What the task asks:
Please copy all of the data below line for line, changing nothing.

Source records:

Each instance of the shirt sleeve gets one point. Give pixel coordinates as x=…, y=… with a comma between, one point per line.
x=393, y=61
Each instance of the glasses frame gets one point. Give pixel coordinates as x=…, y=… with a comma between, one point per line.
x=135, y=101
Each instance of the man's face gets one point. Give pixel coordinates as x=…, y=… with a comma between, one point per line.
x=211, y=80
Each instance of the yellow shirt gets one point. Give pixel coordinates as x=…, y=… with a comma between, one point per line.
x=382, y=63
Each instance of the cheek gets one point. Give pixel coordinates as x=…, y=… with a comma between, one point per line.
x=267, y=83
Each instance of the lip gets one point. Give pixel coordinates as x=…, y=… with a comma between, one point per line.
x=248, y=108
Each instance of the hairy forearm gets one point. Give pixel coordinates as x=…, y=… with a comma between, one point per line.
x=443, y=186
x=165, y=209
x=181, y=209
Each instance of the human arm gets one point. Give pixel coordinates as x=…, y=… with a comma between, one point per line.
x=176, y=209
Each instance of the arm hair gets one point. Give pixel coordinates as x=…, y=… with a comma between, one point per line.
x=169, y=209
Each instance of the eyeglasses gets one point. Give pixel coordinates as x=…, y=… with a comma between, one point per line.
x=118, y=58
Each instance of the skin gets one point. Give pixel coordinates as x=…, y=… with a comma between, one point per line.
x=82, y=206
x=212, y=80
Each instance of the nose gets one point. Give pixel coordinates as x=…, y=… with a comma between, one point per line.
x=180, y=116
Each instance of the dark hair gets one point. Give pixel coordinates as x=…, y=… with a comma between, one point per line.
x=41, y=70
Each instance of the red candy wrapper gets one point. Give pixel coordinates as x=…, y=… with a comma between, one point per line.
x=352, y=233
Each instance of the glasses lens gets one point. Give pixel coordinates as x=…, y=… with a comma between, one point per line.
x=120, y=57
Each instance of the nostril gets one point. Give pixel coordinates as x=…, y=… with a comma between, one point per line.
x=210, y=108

Exercise answer:
Each instance of the shirt sleeve gets one point. Give pixel coordinates as x=…, y=… with a comma between, one point per line.
x=393, y=61
Each instance of the glasses frame gets one point. Give pixel coordinates as x=…, y=… with a comma between, one point per line.
x=135, y=101
Each instance of the man's face gets one point. Give pixel coordinates as x=…, y=… with a comma between, one point per line.
x=211, y=80
Each instance of the yellow shirt gets one point. Give pixel coordinates as x=…, y=… with a comma between, one point per line.
x=382, y=63
Each instance of the cheek gets one point. Give pixel coordinates as x=…, y=… with a comma between, one point per line.
x=267, y=83
Each instance of the lip gets one point. Give pixel coordinates as x=…, y=… with a comma between, one point per line.
x=248, y=108
Each instance of the hairy forearm gets one point. Give pixel coordinates as x=…, y=… with a comma between, one point per line.
x=443, y=186
x=165, y=209
x=181, y=209
Each instance of the human arm gets one point. Give pixel coordinates as x=…, y=… with a comma between, one point per line.
x=176, y=209
Each instance of the arm hair gets one point. Give pixel coordinates as x=…, y=… with a comma between, one point per line.
x=169, y=209
Each instance of the eyeglasses gets one point. Give pixel coordinates as x=…, y=… with a comma between, one point per line.
x=118, y=58
Each instance of the skin gets one point. Give pixel coordinates as x=…, y=… with a comma between, one point per line.
x=82, y=206
x=212, y=80
Each instance of the nose gets one point. Give pixel coordinates as x=…, y=… with a comma between, one point per line.
x=180, y=116
Each instance of the dark hair gets one point. Give pixel coordinates as x=…, y=… with a comma between, one point per line.
x=41, y=70
Each instance of the red candy wrapper gets one point. Give pixel coordinates as x=…, y=… with a comma between, one point per line.
x=352, y=233
Each instance of the glasses lens gets one point. Give pixel coordinates as x=…, y=… with a comma between, one point per line.
x=120, y=57
Each instance of the nostril gets one point. Give pixel coordinates as x=…, y=… with a comma between, one point per line.
x=210, y=108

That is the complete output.